┌─ Document excerpt

This valuable collection of essays explores the history and current state of the oldest hatred from different perspectives. A wide range of opinions from across the political spectrum is represented here, including those of Melanie Phillips, Gabriel Schoenfeld, Martin Peretz, Bernard Lewis, Paul Berman, Nat Hentoff, Todd Gitlin, Amos Oz, David Brooks and Robert Wistrich. Those essays that impress the least or come across as insincere or unconvincing are by Judith Butler, Edward Said and Tariq Ramadan.

The essays address a range of topics including the differences and similarities between Anti-Zionism and Anti-Semitism, old and new manifestations of Anti-Semitism, the situation in various European countries and in the Arab World. In Europe, this plague is found amongst the mainly Leftist cultural and government elites and the non-integrated immigrant populations whilst in the Arab sphere it is openly promoted and disseminated in the media and the mosques. Even in the USA, the snake is rearing its head amongst leftwing academics on campus.

└─

Problems and tasks:
1) Name the writers whose essays the review of the anti-Semitism essay collection finds least impressive or unconvincing.
2) Write the next part of the review of the anti-Semitism essay collection, picking up after its final sentence.

┌─ Record excerpts

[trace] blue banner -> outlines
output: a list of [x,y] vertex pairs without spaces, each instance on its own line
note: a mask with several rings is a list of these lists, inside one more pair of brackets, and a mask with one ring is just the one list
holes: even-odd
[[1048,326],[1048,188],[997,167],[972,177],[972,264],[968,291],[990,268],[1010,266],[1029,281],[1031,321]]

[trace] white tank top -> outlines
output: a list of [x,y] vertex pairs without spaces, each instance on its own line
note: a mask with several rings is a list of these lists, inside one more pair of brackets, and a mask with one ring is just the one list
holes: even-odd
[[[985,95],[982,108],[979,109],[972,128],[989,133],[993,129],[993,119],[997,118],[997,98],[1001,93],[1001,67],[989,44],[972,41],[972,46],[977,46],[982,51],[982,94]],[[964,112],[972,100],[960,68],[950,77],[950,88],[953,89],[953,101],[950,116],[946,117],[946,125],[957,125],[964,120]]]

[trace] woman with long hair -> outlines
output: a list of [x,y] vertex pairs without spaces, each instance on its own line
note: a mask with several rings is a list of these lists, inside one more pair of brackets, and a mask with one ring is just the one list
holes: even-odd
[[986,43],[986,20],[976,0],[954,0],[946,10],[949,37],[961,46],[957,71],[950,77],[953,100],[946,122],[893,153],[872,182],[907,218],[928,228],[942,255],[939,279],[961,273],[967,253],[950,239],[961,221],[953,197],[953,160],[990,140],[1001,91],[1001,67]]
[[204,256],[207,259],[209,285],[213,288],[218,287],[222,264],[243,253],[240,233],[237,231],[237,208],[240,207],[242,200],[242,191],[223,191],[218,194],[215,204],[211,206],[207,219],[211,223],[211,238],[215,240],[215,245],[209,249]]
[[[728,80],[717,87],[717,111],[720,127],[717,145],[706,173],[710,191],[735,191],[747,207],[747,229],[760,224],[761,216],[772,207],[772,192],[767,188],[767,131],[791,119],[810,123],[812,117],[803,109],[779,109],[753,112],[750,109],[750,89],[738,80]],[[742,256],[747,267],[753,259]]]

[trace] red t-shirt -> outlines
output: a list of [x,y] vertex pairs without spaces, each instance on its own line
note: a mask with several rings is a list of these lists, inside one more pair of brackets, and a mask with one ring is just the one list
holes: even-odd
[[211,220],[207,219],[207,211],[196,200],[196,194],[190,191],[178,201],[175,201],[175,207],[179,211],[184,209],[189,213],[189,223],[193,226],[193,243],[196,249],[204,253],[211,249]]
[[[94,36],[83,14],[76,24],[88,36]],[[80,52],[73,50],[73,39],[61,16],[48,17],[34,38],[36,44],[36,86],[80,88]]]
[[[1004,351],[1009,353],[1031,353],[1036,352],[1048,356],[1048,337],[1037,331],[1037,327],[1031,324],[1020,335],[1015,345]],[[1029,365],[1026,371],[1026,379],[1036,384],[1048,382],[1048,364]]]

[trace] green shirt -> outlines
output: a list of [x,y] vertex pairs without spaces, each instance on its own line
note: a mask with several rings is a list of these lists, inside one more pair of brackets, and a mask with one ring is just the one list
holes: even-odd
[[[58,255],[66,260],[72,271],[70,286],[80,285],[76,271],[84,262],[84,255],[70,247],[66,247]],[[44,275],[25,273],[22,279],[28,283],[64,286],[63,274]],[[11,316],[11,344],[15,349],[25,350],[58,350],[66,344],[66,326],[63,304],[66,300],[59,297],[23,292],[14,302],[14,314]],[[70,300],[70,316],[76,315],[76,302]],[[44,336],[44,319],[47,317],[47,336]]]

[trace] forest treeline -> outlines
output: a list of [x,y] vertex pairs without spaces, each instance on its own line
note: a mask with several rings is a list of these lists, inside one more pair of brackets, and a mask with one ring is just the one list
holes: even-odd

└─

Set of answers:
1) Judith Butler, Edward Said and Tariq Ramadan

2)
The most vivid and shocking descriptions of the madness appear in Jeffrey Goldberg's essay on Egypt just after 9/11, Marie Brenner's piece on the situation in France, Fiamma Nirenstein's history of how the Left turned against Israel during the 1967 Six Day War and Ruth Wisse's frightening comparison between now and the 1930s. She points out how the New York Times ignored the Holocaust then and how the same Old Grey Harlot prefers to blame Israel for every act of Islamic extremism. It is ironic in that the aim of the the new Anti-Semitism is the delegitimization and ultimate destruction of the Jewish state.

One of the best descriptions of the new manifestation is by Harold Evans, who makes a lucid distinction between valid criticism of Israel and the frenzied and pathological condemnation of this brave little country by those who ignore atrocities and oppression everywhere else in the world. Historian Victor Davis Hanson has called this resurgent Medusa of Jew-hatred "the worldwide moronic convergence" and its three heads are the Left, the lunatic Right and fanatical Islamism. The political spectrum is not linear, but a circle where extreme Left and Right meet.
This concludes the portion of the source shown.